What you should do: Please identify each line in the items below that contains the string "pocket" and copy those lines. Case counts when matching.

----------

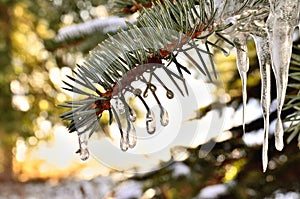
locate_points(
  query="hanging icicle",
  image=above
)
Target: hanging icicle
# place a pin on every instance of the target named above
(282, 20)
(264, 58)
(242, 62)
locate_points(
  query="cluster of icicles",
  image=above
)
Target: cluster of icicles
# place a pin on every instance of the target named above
(274, 48)
(273, 41)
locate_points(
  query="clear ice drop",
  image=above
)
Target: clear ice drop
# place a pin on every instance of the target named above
(132, 116)
(264, 58)
(242, 61)
(281, 22)
(164, 117)
(124, 142)
(83, 146)
(150, 122)
(131, 135)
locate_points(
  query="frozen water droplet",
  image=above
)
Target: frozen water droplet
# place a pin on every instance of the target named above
(164, 117)
(83, 147)
(150, 122)
(120, 106)
(242, 62)
(132, 116)
(264, 58)
(170, 94)
(279, 135)
(124, 141)
(131, 136)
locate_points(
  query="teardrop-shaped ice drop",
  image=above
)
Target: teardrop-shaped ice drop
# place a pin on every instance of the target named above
(150, 122)
(120, 106)
(131, 136)
(164, 117)
(124, 141)
(83, 147)
(132, 116)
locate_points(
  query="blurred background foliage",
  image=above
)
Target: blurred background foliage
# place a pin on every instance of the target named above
(35, 55)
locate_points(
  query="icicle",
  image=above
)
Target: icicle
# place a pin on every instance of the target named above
(150, 122)
(164, 117)
(281, 22)
(264, 58)
(242, 61)
(83, 146)
(131, 133)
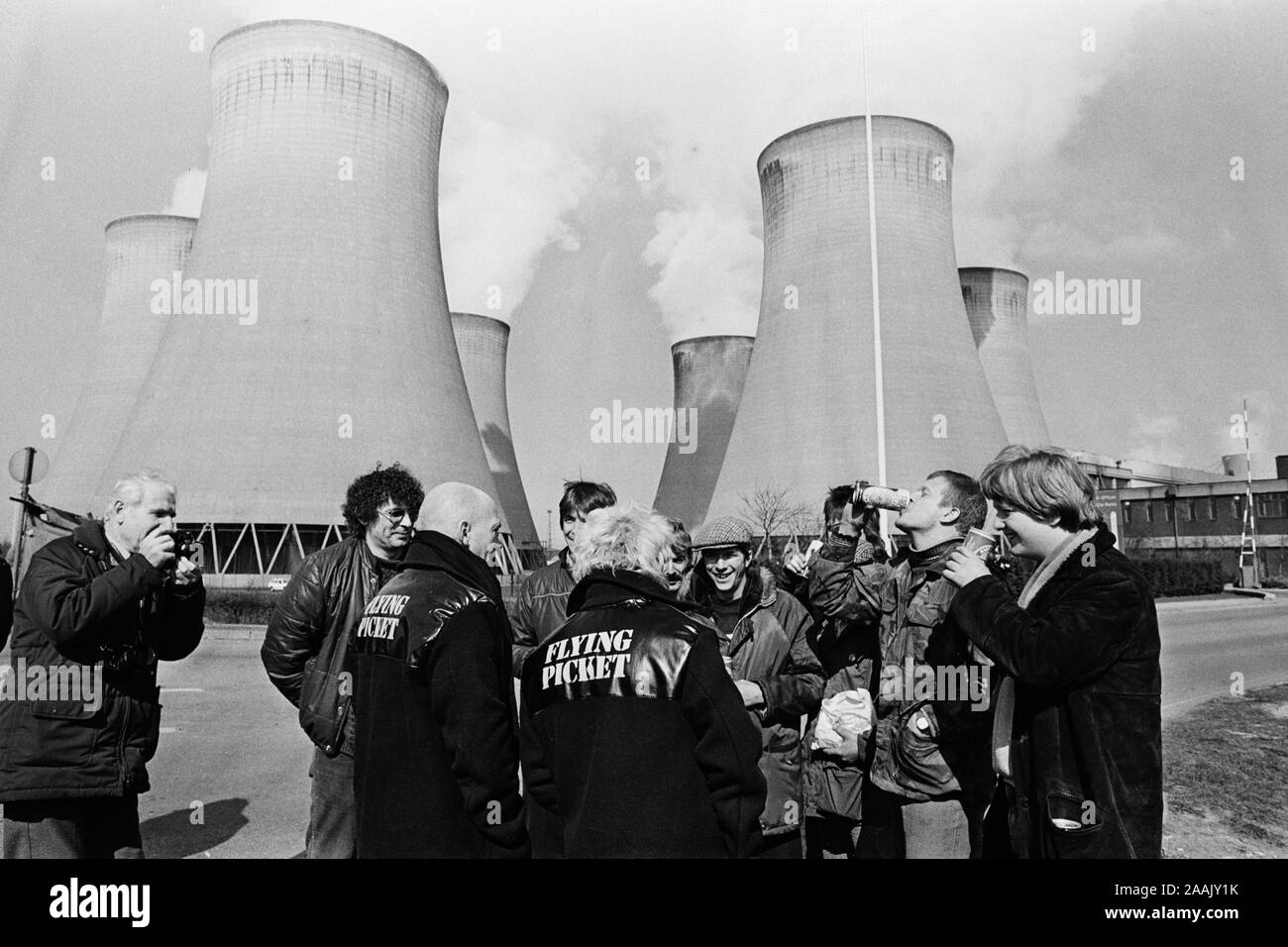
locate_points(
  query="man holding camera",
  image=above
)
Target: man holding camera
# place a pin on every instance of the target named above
(930, 772)
(98, 609)
(305, 647)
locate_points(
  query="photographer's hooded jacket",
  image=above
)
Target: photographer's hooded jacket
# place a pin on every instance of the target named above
(634, 736)
(81, 609)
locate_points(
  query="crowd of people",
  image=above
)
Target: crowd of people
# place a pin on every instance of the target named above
(647, 693)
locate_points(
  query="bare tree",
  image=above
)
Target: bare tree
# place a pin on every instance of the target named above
(772, 512)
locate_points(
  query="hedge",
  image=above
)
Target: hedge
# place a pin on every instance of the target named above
(256, 605)
(1166, 577)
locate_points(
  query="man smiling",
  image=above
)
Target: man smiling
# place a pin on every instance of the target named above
(930, 755)
(307, 639)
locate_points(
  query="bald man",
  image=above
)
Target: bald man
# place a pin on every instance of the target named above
(436, 755)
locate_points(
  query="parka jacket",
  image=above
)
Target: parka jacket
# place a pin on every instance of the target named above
(325, 596)
(82, 611)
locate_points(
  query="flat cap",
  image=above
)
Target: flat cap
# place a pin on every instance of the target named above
(722, 531)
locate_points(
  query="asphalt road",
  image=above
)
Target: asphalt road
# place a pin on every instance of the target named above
(231, 776)
(1206, 643)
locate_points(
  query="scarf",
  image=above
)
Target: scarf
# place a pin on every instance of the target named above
(1004, 711)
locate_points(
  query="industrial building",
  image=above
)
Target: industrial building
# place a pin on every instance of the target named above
(321, 215)
(997, 305)
(709, 372)
(483, 344)
(140, 250)
(809, 411)
(1203, 519)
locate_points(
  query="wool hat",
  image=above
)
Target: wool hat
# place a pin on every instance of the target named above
(722, 531)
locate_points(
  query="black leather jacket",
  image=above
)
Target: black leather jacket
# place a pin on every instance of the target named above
(634, 735)
(437, 762)
(326, 595)
(81, 611)
(1086, 737)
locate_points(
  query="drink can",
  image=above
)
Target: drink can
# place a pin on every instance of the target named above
(885, 497)
(979, 543)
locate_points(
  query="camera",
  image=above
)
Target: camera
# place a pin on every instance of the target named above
(185, 545)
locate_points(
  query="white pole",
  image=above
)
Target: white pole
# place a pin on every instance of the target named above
(877, 375)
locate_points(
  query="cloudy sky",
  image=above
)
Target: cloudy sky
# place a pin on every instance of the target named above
(1095, 138)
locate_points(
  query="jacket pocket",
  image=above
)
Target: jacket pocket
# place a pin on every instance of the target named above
(153, 735)
(56, 733)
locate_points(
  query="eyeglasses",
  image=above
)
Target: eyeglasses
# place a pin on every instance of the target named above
(397, 515)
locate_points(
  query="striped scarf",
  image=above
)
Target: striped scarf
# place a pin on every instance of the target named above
(1004, 714)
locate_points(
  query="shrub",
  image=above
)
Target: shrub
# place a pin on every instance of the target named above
(1166, 577)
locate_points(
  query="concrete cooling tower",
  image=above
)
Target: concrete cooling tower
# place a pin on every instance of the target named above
(997, 305)
(141, 250)
(483, 343)
(313, 338)
(809, 418)
(709, 372)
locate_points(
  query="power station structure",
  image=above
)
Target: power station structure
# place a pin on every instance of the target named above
(483, 346)
(709, 373)
(809, 414)
(141, 250)
(997, 305)
(313, 339)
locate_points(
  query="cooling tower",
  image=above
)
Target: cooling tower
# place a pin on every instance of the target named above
(997, 305)
(321, 217)
(807, 418)
(483, 343)
(141, 249)
(709, 372)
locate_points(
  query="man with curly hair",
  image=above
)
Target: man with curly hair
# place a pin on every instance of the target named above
(307, 642)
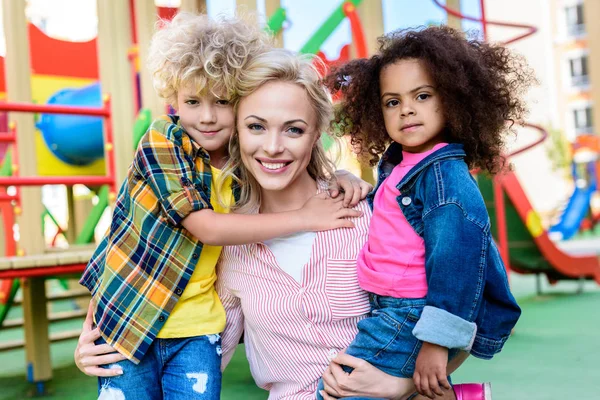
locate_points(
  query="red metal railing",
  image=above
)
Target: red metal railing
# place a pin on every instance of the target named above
(104, 111)
(498, 192)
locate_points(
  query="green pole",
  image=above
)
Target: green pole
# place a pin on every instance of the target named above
(275, 23)
(318, 38)
(87, 232)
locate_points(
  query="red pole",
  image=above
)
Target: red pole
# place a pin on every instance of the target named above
(42, 271)
(55, 180)
(502, 231)
(483, 20)
(52, 109)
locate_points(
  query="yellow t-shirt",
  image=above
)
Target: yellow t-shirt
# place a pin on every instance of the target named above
(199, 310)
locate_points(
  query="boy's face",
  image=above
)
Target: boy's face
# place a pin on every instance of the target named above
(208, 119)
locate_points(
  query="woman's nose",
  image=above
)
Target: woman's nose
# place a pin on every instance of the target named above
(273, 143)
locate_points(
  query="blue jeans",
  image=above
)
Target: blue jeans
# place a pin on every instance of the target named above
(186, 368)
(385, 338)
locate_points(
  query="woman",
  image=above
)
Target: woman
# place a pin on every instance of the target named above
(296, 299)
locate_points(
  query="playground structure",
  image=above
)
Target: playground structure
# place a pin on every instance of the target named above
(76, 150)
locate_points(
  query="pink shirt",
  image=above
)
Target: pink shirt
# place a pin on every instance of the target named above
(392, 262)
(292, 329)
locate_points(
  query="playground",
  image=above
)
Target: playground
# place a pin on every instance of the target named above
(69, 125)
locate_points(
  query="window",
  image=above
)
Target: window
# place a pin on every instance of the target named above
(583, 120)
(575, 25)
(578, 68)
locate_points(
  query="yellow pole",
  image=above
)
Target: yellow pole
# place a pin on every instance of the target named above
(18, 82)
(146, 17)
(114, 41)
(18, 88)
(193, 6)
(371, 16)
(246, 6)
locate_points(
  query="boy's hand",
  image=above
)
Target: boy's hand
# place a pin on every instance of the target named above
(321, 213)
(354, 188)
(430, 370)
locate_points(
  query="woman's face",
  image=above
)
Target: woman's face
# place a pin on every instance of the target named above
(277, 129)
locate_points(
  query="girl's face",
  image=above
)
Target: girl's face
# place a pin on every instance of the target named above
(412, 108)
(277, 132)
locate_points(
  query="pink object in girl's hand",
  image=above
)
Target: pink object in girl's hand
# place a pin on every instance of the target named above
(473, 391)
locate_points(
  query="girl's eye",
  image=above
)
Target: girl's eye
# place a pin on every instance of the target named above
(255, 127)
(295, 130)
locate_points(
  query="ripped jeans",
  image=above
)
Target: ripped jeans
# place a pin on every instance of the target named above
(186, 368)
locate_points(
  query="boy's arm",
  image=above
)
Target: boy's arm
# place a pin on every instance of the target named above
(234, 328)
(162, 163)
(320, 213)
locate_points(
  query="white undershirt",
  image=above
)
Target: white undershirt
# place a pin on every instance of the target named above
(292, 252)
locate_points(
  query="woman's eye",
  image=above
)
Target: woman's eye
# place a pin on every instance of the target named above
(295, 130)
(255, 127)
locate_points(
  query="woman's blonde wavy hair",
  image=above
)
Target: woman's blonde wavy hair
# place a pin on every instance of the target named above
(285, 66)
(210, 54)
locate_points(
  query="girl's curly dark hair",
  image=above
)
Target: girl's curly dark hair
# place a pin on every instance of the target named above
(481, 86)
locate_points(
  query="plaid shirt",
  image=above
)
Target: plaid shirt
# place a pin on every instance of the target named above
(145, 261)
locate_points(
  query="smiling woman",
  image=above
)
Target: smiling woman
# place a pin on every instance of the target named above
(296, 299)
(280, 116)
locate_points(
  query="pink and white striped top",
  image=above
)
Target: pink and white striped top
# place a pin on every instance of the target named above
(292, 330)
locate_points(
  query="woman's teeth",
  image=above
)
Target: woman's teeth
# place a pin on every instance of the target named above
(273, 165)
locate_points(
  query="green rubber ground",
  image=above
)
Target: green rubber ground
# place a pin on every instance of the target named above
(553, 354)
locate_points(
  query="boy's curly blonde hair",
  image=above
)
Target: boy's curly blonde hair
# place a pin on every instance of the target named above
(207, 53)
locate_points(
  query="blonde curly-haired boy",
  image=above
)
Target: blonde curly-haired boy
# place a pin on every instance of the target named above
(152, 276)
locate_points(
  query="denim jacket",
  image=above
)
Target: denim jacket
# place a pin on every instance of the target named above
(469, 303)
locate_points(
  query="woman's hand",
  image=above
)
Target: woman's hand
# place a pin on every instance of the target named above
(89, 356)
(354, 188)
(359, 383)
(321, 213)
(430, 371)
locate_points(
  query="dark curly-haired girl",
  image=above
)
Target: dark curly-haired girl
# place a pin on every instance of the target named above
(439, 102)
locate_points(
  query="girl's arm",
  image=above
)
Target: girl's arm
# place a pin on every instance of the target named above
(320, 213)
(354, 188)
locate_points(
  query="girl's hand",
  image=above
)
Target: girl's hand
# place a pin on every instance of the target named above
(89, 356)
(430, 370)
(321, 213)
(359, 383)
(354, 188)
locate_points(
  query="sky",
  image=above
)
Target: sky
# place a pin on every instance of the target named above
(76, 19)
(305, 16)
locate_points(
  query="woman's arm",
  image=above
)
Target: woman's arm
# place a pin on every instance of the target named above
(354, 188)
(359, 383)
(89, 356)
(320, 212)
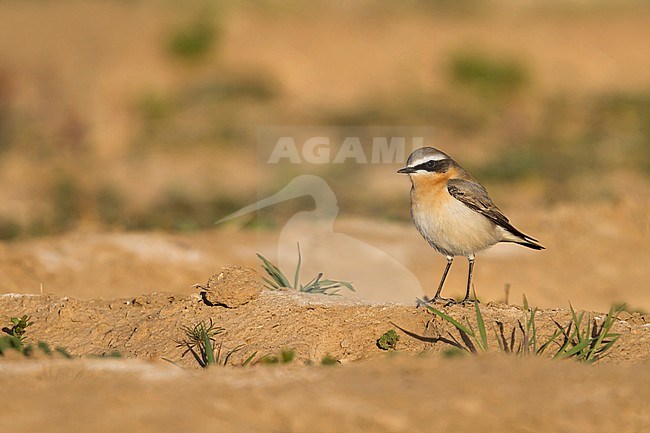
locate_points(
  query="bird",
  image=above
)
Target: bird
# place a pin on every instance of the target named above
(454, 213)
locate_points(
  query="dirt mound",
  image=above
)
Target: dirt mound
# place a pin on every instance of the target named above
(384, 391)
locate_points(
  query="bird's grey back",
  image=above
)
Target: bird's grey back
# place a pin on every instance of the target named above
(424, 154)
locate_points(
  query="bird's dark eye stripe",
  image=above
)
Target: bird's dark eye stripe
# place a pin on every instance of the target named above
(437, 166)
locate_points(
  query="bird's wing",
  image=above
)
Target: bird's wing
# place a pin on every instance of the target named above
(474, 196)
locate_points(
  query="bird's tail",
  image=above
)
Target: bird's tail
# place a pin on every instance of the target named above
(517, 237)
(530, 243)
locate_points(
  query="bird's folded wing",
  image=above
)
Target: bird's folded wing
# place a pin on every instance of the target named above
(474, 196)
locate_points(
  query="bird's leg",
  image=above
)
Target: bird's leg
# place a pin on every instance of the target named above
(471, 259)
(437, 297)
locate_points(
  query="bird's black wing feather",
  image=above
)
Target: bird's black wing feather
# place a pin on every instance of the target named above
(474, 196)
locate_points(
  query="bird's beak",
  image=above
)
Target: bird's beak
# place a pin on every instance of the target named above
(406, 170)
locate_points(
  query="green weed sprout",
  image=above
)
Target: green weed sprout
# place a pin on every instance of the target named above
(583, 340)
(316, 285)
(388, 340)
(473, 341)
(587, 343)
(200, 341)
(15, 339)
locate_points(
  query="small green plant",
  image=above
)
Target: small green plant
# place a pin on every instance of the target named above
(15, 339)
(194, 40)
(286, 356)
(587, 343)
(473, 341)
(527, 344)
(315, 285)
(583, 340)
(329, 360)
(200, 341)
(388, 340)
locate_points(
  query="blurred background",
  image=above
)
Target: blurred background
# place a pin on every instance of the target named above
(132, 115)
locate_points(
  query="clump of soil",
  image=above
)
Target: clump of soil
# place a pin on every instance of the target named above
(231, 287)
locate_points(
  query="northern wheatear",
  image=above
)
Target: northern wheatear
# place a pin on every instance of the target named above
(454, 213)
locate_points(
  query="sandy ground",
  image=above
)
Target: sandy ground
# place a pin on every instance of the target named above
(594, 258)
(369, 390)
(97, 299)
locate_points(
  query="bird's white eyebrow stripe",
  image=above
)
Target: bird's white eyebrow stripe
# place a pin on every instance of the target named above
(438, 157)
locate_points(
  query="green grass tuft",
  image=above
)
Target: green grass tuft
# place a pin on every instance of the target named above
(317, 284)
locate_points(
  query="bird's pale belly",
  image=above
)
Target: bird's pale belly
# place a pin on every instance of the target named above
(454, 229)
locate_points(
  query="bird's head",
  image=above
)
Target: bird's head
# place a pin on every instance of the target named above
(426, 161)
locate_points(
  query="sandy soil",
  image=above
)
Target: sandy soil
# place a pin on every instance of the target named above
(410, 389)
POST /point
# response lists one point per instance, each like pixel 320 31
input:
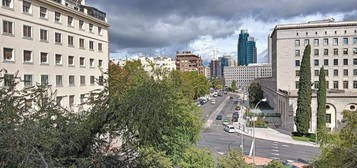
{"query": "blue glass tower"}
pixel 247 51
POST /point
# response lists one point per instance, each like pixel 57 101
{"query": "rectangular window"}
pixel 58 38
pixel 325 52
pixel 44 80
pixel 335 84
pixel 91 27
pixel 100 47
pixel 316 52
pixel 316 62
pixel 71 80
pixel 81 61
pixel 43 35
pixel 58 58
pixel 317 72
pixel 335 72
pixel 328 118
pixel 91 62
pixel 26 6
pixel 326 62
pixel 70 41
pixel 71 60
pixel 81 43
pixel 9 80
pixel 71 100
pixel 7 27
pixel 316 42
pixel 59 81
pixel 57 17
pixel 81 24
pixel 345 41
pixel 28 81
pixel 27 56
pixel 345 84
pixel 345 61
pixel 345 72
pixel 9 54
pixel 27 31
pixel 70 21
pixel 43 12
pixel 92 80
pixel 335 41
pixel 91 45
pixel 83 80
pixel 44 58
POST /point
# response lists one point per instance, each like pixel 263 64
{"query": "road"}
pixel 219 141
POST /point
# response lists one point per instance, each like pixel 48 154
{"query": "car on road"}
pixel 225 122
pixel 229 129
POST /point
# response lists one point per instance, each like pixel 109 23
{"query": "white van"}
pixel 229 128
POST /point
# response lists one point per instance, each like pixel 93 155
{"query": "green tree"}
pixel 321 102
pixel 303 111
pixel 233 159
pixel 195 157
pixel 255 93
pixel 234 85
pixel 275 164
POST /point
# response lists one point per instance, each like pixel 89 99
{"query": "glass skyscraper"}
pixel 247 51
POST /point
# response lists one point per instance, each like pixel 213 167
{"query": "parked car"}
pixel 229 128
pixel 219 117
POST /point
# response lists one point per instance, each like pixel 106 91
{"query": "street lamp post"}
pixel 252 147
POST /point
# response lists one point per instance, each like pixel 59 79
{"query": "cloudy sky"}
pixel 161 27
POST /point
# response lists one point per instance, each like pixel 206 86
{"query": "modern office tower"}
pixel 333 46
pixel 245 75
pixel 247 51
pixel 187 61
pixel 62 44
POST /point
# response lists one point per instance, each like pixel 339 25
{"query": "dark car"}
pixel 219 117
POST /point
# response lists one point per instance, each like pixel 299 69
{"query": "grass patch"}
pixel 302 138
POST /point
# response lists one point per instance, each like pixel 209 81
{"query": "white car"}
pixel 229 128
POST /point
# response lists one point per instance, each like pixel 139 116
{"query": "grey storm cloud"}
pixel 162 23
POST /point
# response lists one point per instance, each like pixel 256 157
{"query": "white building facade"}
pixel 62 44
pixel 334 46
pixel 244 75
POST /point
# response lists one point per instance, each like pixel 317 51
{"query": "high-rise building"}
pixel 62 44
pixel 187 61
pixel 333 46
pixel 247 51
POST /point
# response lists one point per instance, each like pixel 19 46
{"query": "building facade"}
pixel 247 51
pixel 333 46
pixel 245 75
pixel 61 44
pixel 187 61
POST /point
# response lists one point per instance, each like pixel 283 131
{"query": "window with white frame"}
pixel 27 56
pixel 8 54
pixel 7 27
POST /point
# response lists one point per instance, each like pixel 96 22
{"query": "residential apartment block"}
pixel 245 75
pixel 333 46
pixel 62 44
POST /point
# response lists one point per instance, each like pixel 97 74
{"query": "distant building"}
pixel 244 75
pixel 334 46
pixel 247 51
pixel 187 61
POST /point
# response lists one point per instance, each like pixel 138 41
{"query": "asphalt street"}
pixel 218 141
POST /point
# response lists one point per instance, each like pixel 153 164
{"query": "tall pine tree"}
pixel 303 111
pixel 321 102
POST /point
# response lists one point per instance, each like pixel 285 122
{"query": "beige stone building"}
pixel 334 46
pixel 62 44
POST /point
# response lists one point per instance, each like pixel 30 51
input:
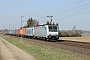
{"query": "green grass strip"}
pixel 43 52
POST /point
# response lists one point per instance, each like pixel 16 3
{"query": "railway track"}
pixel 74 46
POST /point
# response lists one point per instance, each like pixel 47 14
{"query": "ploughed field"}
pixel 74 44
pixel 80 39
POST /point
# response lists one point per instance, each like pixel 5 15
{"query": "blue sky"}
pixel 67 13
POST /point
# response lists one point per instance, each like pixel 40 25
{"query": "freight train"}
pixel 45 32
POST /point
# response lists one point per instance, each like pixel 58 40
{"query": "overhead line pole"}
pixel 21 26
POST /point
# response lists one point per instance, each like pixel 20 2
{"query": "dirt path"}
pixel 11 52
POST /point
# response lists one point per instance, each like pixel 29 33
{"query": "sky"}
pixel 67 13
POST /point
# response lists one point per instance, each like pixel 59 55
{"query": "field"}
pixel 44 52
pixel 81 39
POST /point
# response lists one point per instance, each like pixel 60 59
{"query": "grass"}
pixel 44 52
pixel 0 57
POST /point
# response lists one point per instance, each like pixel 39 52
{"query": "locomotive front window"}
pixel 52 28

----------

Exercise response:
  query="jacket pocket",
Target: jacket pocket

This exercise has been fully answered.